◆ **Task directions**: Pick up the data-splits notebook below right after its objective statement and write the next part in the same notebook style.

◆ **Selection**:
---
# Create Data Splits

In [1]:
%%time
!pip3 freeze | grep -E 'boto3|s3fs|scikit-learn|distributed|dask==|dask-m|black==|jupyter-server|pandas'
!conda list -n spark | grep -E 'ipykernel'

black==22.6.0
boto3==1.24.56
dask==2022.8.0
dask-ml==2022.5.27
distributed==2022.8.0
nb-black==1.0.7
pandas==1.4.3
s3fs==0.4.2
scikit-learn==1.1.2
ipykernel                 6.15.1             pyh210e3f2_0    conda-forge
CPU times: user 24.9 ms, sys: 22.8 ms, total: 47.6 ms
Wall time: 2.22 s


In [2]:
%load_ext lab_black

In [3]:
import os
from glob import glob
from datetime import datetime
import zipfile

import boto3
import dask.dataframe as dd
import pandas as pd
from dask_ml.model_selection import train_test_split
from sklearn.model_selection import train_test_split as sk_train_test_split

## About

### Objective
This notebook will split the processed data into training, validation and test splits that can be used to train a machine learning model for twitter sentiment classification.
---
◆ **Given data**:
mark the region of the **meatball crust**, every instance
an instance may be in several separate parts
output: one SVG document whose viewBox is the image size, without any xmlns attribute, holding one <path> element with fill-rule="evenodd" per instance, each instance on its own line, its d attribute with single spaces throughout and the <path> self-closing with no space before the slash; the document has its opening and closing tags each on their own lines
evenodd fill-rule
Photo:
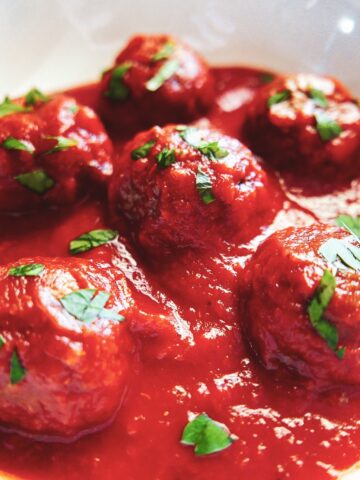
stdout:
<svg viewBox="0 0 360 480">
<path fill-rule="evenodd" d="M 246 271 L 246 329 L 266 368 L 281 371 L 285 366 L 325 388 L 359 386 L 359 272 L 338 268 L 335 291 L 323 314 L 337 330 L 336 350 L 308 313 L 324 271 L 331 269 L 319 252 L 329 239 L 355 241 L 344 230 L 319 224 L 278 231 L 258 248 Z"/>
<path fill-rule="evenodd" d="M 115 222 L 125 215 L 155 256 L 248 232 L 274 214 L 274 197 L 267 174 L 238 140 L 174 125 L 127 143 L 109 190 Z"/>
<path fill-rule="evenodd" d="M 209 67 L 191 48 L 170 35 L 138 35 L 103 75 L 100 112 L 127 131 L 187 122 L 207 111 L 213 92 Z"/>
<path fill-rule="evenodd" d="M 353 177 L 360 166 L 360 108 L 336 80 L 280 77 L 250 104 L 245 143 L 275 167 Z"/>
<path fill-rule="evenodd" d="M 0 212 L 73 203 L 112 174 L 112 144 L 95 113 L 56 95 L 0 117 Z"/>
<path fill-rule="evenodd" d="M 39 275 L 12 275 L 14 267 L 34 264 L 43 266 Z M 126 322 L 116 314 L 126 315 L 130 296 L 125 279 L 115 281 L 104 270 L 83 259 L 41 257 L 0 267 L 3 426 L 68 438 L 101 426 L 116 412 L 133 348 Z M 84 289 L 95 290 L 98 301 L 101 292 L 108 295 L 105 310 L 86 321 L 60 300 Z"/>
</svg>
---
◆ **Written reply**:
### ML Model Development
A random sample of the training split will be further divided into three smaller splits in order to support training a NLP (transformers) model to predict sentiment. This NLP model will be used to label the processed tweets data with sentiment. The NLP model will be used to label the data (i.e. to extract the sentiment) used during ML model development. The ML model will be trained using this labeled data and then deployed.

### ML Model Usage in Production
In production, the deployed ML model will be used to predict sentiment of incoming tweets on-demand. These predictions will be served to customers.

### ML Model Drift Monitoring
After the same fraction of inference predictions have been made as the size of the validation of test splits used during ML model development, the following will be performed
- all tweets predicted during inference are labeled
  - manually
  - using the **previously trained NLP model**
- deployed ML model predictions, made during inference, will be scored against these labels (previous bullet point) in order to determine if ML model performance has
  - drifted (the ML training pipeline will be triggered)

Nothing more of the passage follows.